Fragmento del documento>
* * * *
Una sólida relación ofrece
resistencia a todas las contradicciones
-¡Hola Papás! ¿Cómo
están? ¡En unos momentos les llamo por teléfono!
Mi esposo y yo
leemos en el móvil el lacónico mensaje de nuestro hijo desde una
ciudad distante. Lo recibimos diario y a cualquier hora del día. Es nuestro
más bello estímulo afectivo.
Poco después nos llama
para darnos la noticia de que ha decidido casarse.
Como rasgo muy típico de
su manera de ser, lo hace con precisión de ejecutivo señalando planes y fechas,
puntualizando la de petición de mano como el más orgulloso preámbulo de
tan importante suceso.
A mi esposo y
a mí nos queda más claro que nunca que no puede haber nadie que pueda sustituirnos
en la necesidad concreta que tienen los hijos de aprobación, afecto y
admiración de sus padres durante toda su vida. Y no importa la edad que
tengan.
Así lo vivimos con
nuestro hijo tantas veces en su tránsito hacia la madurez, cuando nos compartía
sus decisiones. En cada una lo hacía siempre con la expresión: “la más
importante de mi vida”.
Y ciertamente lo eran
como propias de su edad: cuando se cambió de equipo de football en
su escuela primaria, cuando ingresó en los boy scouts.
Luego lo serían el momento de seleccionar alguna escuela, la carrera, un
trabajo, el cambio de ciudad, la primera novia…
La “decisión más
importante de su vida” se convirtió en temática mientras ajustaba
sus sueños a la realidad que muchas veces lo confrontó con sus limitaciones,
errores, fracasos en los que, poco a poco, cambiaron sus
reacciones, pasando de “ellos, estos o los otros fueron los
responsables” a “yo fui y soy el único responsable”. Un salto cualitativo
hacia la madurez.
* * * *
Datos proporcionados>
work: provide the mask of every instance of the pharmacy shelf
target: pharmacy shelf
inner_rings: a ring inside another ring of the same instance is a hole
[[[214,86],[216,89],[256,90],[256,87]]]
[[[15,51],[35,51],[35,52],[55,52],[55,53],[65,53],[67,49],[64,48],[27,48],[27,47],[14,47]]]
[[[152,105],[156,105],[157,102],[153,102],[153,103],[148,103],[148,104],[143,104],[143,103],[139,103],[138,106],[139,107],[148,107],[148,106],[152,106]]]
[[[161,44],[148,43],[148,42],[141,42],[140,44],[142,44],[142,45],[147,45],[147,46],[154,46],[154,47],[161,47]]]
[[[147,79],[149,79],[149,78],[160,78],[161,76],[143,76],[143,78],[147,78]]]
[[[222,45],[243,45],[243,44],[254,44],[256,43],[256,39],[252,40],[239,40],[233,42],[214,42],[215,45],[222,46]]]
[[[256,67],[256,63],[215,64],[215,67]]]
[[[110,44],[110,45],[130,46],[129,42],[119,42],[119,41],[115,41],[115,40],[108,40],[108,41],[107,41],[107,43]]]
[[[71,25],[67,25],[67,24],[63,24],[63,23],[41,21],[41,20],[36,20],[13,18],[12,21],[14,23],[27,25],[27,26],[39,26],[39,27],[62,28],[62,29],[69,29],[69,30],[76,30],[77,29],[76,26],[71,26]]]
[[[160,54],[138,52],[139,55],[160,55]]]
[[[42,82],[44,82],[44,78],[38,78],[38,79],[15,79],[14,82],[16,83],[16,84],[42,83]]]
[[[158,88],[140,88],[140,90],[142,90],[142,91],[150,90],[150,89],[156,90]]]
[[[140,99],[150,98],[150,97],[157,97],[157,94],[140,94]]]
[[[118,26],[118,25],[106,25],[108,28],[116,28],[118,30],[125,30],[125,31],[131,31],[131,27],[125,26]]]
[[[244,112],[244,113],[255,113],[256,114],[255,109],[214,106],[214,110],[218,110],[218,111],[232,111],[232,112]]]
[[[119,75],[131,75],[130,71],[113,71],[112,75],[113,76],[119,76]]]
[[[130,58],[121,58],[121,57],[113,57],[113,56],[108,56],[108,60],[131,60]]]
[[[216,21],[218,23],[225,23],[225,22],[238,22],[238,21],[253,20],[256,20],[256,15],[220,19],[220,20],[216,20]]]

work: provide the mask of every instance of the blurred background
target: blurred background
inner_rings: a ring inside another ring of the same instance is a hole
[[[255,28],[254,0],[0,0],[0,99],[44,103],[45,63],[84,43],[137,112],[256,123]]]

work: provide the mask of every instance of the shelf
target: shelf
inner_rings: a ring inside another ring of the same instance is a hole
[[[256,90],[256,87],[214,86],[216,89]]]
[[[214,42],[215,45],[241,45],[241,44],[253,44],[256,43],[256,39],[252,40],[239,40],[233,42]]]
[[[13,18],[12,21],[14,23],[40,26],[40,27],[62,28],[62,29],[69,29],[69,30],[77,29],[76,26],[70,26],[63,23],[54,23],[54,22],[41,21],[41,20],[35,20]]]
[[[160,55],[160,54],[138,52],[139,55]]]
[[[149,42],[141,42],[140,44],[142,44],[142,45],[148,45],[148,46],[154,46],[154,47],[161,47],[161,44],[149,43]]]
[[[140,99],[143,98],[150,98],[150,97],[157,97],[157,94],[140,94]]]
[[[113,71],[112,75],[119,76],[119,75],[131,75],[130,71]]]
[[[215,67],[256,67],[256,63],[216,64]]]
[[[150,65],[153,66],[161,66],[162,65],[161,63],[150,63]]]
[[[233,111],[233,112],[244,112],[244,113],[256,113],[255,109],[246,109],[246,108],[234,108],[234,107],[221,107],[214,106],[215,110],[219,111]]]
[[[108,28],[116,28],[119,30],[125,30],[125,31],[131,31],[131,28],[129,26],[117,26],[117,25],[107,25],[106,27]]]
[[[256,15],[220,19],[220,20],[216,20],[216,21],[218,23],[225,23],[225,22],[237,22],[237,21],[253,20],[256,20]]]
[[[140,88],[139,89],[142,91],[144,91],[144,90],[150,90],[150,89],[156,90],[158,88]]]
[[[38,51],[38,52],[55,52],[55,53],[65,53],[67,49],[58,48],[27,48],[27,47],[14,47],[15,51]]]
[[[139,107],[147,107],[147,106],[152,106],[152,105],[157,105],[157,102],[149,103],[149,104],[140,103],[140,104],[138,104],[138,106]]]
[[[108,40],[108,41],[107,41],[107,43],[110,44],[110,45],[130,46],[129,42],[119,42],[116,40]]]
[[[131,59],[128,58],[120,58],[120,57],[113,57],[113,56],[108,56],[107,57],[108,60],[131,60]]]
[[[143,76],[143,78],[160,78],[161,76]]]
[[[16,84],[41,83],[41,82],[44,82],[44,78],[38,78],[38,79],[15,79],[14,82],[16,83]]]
* * * *
Requisitos>
1. Reproduce con exactitud el fragmento sobre el hijo que decide casarse entre "Luego lo serían" y "hacia la madurez.", ambos incluidos.
2. Prosigue el fragmento sobre el hijo que decide casarse a partir del punto en que termina.

Resultados en orden>
1.
Luego lo serían el momento de seleccionar alguna escuela, la carrera, un
trabajo, el cambio de ciudad, la primera novia…
La “decisión más
importante de su vida” se convirtió en temática mientras ajustaba
sus sueños a la realidad que muchas veces lo confrontó con sus limitaciones,
errores, fracasos en los que, poco a poco, cambiaron sus
reacciones, pasando de “ellos, estos o los otros fueron los
responsables” a “yo fui y soy el único responsable”. Un salto cualitativo
hacia la madurez.

2.
No olvidamos cuando, en
su primera juventud, necesitó hacer resurgir su espíritu abatido
después de una decepción amorosa. Fue una tarea enorme. En aquella ocasión
leímos juntos el hermoso poema de Rudyard Kipling que
resume en versos sus luchas internas por dar el estirón:
Si eres capaz de
mantener firme tu cabeza
cuando los demás pierden
la suya y te culpan.
Si puedes confiar en ti
mismo cuando los demás dudan de ti
e incluso buscan
disculpas para tus dudas.
Si puedes esperar sin
cansarte por la espera
o soportar la mentira
sin caer en ellas
o ser odiado sin dejarte
llevar por el odio…
Y se convirtió en todo
un hombre, para nuestro gran orgullo.
Ahora va a contraer
matrimonio y, en esta nueva decisión, no dejó de decirnos nuevamente: “Ahora
sí, ésta es la más importante decisión de mi vida.”
Mi esposo y yo estamos
convencidos de que tiene toda la razón del mundo, que real y
verdaderamente a excepción de decidirnos por Dios, lo más importante, lo más
trascendental, es esta elección la más importante de la vida, la de decidir
quién será nuestro cónyuge.
Decía mi padre que nadie
tiene la vida asegurada, refiriéndose a que nos puede pasar de todo mientras
fragua nuestro espíritu.
En esa fragua, nuestro
hijo y su futura esposa podrán perder muchas cosas ganadas con esfuerzo, fruto
de ilusionadas decisiones, pero si tienen una sólida relación tendrán la
resistencia para sobrellevar todas las contradicciones.
La suma de sus
voluntades y la fe del uno en el otro les harán dominar su cuerpo y su corazón
para cumplir siempre con su deber de amor, aunque estén agotados en medio de
las pruebas.
Y siempre podrán
volver a empezar con la misma ilusión.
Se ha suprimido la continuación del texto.